_Text extract_
===
The function millis() is called in every state so that there is always the current time available. Since we do not exactly know how long the processing for one state takes, we cannot be sure that we really get every milliseconds value. Therefore, the comparisons are done with  $\leq$  and > instead of = and  $\neq$ .

*Example 1.* Most Arduino boards have an LED already connected to Port 13. With the following program we can let this LED blink with 1000 ms on, then 1000 ms off, and so on. The similar program BinkWithoutDelay from the Arduino tutorial has 16 lines of code.
===
_Required task 1_
Write out the full passage about millis() and blinking the LED, unchanged from start to finish.
_Required task 2_
Find each line in the records that contains the string "belt", with matching case, and copy those lines.

_Records shown_
===
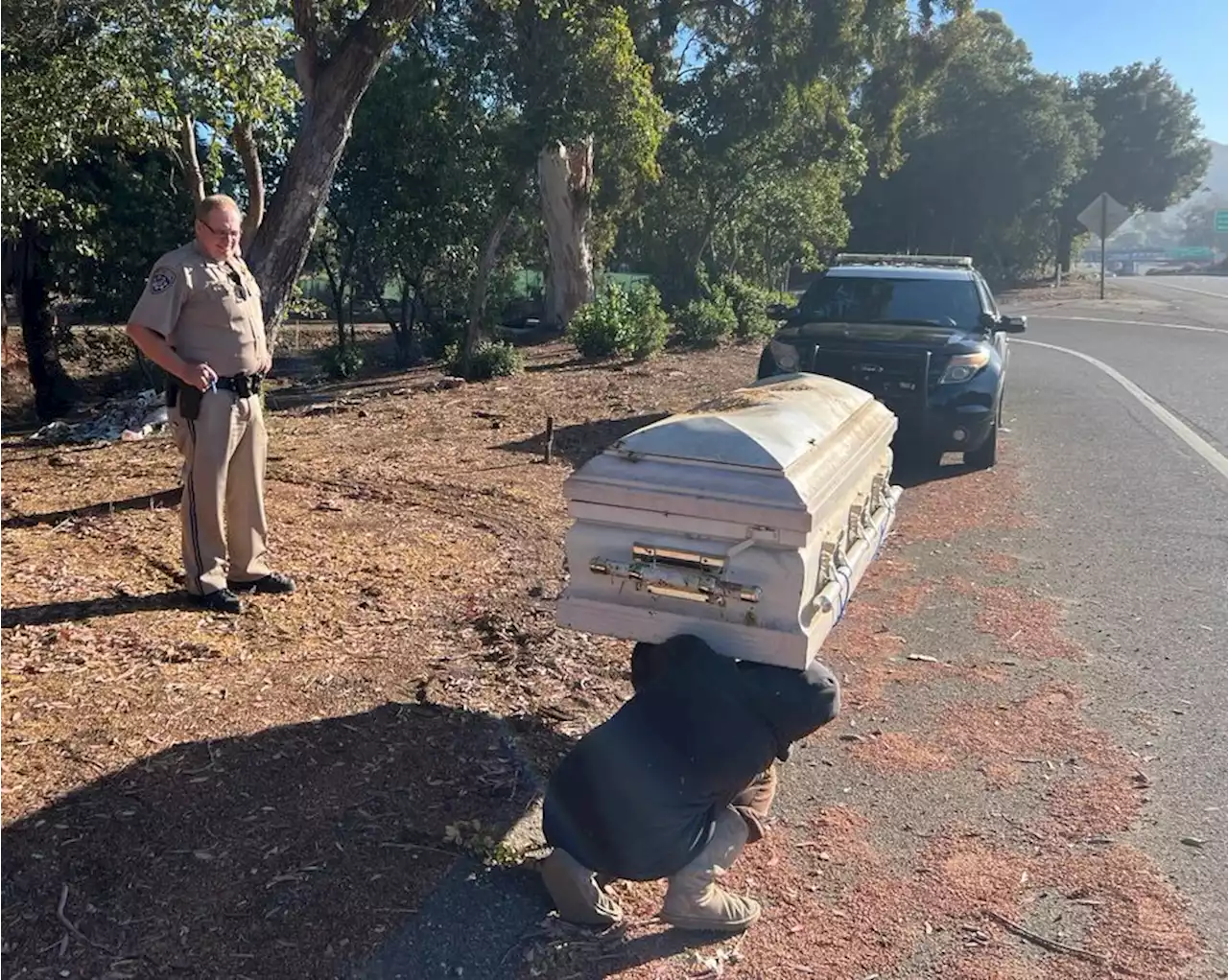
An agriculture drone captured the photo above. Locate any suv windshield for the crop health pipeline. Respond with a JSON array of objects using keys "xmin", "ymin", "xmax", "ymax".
[{"xmin": 798, "ymin": 275, "xmax": 981, "ymax": 332}]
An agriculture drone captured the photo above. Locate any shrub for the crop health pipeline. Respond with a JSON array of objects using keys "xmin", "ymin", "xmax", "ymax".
[
  {"xmin": 567, "ymin": 284, "xmax": 631, "ymax": 359},
  {"xmin": 623, "ymin": 283, "xmax": 670, "ymax": 362},
  {"xmin": 443, "ymin": 340, "xmax": 525, "ymax": 381},
  {"xmin": 319, "ymin": 345, "xmax": 363, "ymax": 380},
  {"xmin": 720, "ymin": 275, "xmax": 780, "ymax": 341},
  {"xmin": 678, "ymin": 286, "xmax": 738, "ymax": 347}
]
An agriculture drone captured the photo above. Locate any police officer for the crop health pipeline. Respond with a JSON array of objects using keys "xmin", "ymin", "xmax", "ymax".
[{"xmin": 128, "ymin": 194, "xmax": 295, "ymax": 613}]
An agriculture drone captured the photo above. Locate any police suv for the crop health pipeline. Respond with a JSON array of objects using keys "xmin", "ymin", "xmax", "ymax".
[{"xmin": 759, "ymin": 254, "xmax": 1027, "ymax": 469}]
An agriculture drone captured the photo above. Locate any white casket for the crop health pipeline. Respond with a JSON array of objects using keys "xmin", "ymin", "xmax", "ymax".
[{"xmin": 557, "ymin": 375, "xmax": 900, "ymax": 668}]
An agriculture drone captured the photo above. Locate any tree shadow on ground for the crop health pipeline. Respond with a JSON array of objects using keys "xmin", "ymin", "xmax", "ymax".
[
  {"xmin": 0, "ymin": 486, "xmax": 183, "ymax": 530},
  {"xmin": 0, "ymin": 704, "xmax": 570, "ymax": 980},
  {"xmin": 891, "ymin": 450, "xmax": 979, "ymax": 490},
  {"xmin": 499, "ymin": 411, "xmax": 668, "ymax": 469}
]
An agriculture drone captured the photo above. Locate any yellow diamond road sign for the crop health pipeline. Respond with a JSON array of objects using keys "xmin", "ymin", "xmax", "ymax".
[{"xmin": 1078, "ymin": 194, "xmax": 1130, "ymax": 238}]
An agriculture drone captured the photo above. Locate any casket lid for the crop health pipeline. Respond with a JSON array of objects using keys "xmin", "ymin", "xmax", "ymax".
[
  {"xmin": 606, "ymin": 375, "xmax": 874, "ymax": 474},
  {"xmin": 564, "ymin": 375, "xmax": 895, "ymax": 533}
]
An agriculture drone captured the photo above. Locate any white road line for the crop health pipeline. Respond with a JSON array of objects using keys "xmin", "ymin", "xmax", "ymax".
[
  {"xmin": 1027, "ymin": 314, "xmax": 1228, "ymax": 334},
  {"xmin": 1010, "ymin": 338, "xmax": 1228, "ymax": 480},
  {"xmin": 1142, "ymin": 276, "xmax": 1228, "ymax": 299}
]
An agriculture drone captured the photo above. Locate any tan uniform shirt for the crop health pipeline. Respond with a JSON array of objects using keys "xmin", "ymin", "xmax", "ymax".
[{"xmin": 129, "ymin": 242, "xmax": 268, "ymax": 377}]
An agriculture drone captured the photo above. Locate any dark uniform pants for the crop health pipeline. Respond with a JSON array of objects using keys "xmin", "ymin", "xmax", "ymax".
[{"xmin": 170, "ymin": 390, "xmax": 272, "ymax": 595}]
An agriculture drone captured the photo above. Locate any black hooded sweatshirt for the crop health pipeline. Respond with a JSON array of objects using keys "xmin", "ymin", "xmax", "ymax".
[{"xmin": 541, "ymin": 636, "xmax": 840, "ymax": 880}]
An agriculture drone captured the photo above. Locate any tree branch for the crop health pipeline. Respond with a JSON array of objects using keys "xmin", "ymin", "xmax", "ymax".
[
  {"xmin": 293, "ymin": 0, "xmax": 319, "ymax": 104},
  {"xmin": 232, "ymin": 119, "xmax": 264, "ymax": 252},
  {"xmin": 179, "ymin": 114, "xmax": 205, "ymax": 204}
]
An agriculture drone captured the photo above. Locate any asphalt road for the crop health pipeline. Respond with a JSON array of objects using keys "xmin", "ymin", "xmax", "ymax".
[
  {"xmin": 357, "ymin": 277, "xmax": 1228, "ymax": 980},
  {"xmin": 1007, "ymin": 277, "xmax": 1228, "ymax": 968}
]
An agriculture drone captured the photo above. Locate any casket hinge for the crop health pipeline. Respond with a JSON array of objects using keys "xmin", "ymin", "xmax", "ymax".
[{"xmin": 588, "ymin": 544, "xmax": 763, "ymax": 605}]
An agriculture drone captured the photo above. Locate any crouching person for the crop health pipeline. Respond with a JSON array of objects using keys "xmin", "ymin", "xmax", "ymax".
[{"xmin": 540, "ymin": 636, "xmax": 840, "ymax": 932}]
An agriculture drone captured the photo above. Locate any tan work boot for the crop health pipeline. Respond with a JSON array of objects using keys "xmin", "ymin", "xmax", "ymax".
[
  {"xmin": 538, "ymin": 848, "xmax": 623, "ymax": 926},
  {"xmin": 661, "ymin": 808, "xmax": 763, "ymax": 932}
]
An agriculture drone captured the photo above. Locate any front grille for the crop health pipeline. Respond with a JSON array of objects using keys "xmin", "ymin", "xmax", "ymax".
[{"xmin": 810, "ymin": 346, "xmax": 930, "ymax": 411}]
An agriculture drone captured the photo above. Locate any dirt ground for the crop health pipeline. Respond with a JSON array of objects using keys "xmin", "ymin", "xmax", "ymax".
[{"xmin": 0, "ymin": 300, "xmax": 1197, "ymax": 980}]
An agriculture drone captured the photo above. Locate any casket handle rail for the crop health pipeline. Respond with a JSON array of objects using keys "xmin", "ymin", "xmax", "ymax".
[
  {"xmin": 588, "ymin": 544, "xmax": 763, "ymax": 605},
  {"xmin": 811, "ymin": 486, "xmax": 902, "ymax": 621}
]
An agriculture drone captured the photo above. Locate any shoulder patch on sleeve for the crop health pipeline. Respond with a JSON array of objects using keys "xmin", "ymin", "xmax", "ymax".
[{"xmin": 150, "ymin": 266, "xmax": 175, "ymax": 296}]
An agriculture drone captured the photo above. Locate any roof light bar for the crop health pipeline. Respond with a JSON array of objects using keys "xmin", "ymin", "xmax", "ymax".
[{"xmin": 833, "ymin": 252, "xmax": 973, "ymax": 268}]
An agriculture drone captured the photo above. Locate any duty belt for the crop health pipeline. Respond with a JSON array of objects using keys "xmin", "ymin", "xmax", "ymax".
[{"xmin": 218, "ymin": 375, "xmax": 262, "ymax": 398}]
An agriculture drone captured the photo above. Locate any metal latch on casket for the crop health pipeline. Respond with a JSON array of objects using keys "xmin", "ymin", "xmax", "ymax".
[{"xmin": 588, "ymin": 544, "xmax": 762, "ymax": 605}]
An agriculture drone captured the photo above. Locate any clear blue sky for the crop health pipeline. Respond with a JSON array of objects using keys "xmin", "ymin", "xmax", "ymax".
[{"xmin": 977, "ymin": 0, "xmax": 1228, "ymax": 144}]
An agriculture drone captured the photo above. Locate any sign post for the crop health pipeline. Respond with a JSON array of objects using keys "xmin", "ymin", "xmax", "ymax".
[{"xmin": 1078, "ymin": 194, "xmax": 1130, "ymax": 299}]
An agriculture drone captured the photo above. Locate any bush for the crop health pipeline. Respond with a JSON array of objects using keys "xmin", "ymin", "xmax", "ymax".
[
  {"xmin": 443, "ymin": 340, "xmax": 525, "ymax": 381},
  {"xmin": 678, "ymin": 286, "xmax": 738, "ymax": 347},
  {"xmin": 720, "ymin": 275, "xmax": 781, "ymax": 341},
  {"xmin": 623, "ymin": 283, "xmax": 670, "ymax": 362},
  {"xmin": 319, "ymin": 345, "xmax": 363, "ymax": 380},
  {"xmin": 567, "ymin": 283, "xmax": 670, "ymax": 362},
  {"xmin": 567, "ymin": 284, "xmax": 631, "ymax": 360}
]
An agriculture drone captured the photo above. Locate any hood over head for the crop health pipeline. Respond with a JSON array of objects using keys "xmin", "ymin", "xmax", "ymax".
[{"xmin": 738, "ymin": 661, "xmax": 840, "ymax": 760}]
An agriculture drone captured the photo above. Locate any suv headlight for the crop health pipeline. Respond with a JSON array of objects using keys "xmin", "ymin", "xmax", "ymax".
[
  {"xmin": 938, "ymin": 350, "xmax": 990, "ymax": 385},
  {"xmin": 768, "ymin": 340, "xmax": 802, "ymax": 373}
]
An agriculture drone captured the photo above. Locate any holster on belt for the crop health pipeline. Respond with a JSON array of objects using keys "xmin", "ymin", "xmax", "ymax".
[{"xmin": 179, "ymin": 385, "xmax": 205, "ymax": 423}]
===
_Finished answer 1_
The function millis() is called in every state so that there is always the current time available. Since we do not exactly know how long the processing for one state takes, we cannot be sure that we really get every milliseconds value. Therefore, the comparisons are done with  $\leq$  and > instead of = and  $\neq$ .

*Example 1.* Most Arduino boards have an LED already connected to Port 13. With the following program we can let this LED blink with 1000 ms on, then 1000 ms off, and so on. The similar program BinkWithoutDelay from the Arduino tutorial has 16 lines of code.

_Finished answer 2_
An agriculture drone captured the photo above. Locate any duty belt for the crop health pipeline. Respond with a JSON array of objects using keys "xmin", "ymin", "xmax", "ymax".
An agriculture drone captured the photo above. Locate any holster on belt for the crop health pipeline. Respond with a JSON array of objects using keys "xmin", "ymin", "xmax", "ymax".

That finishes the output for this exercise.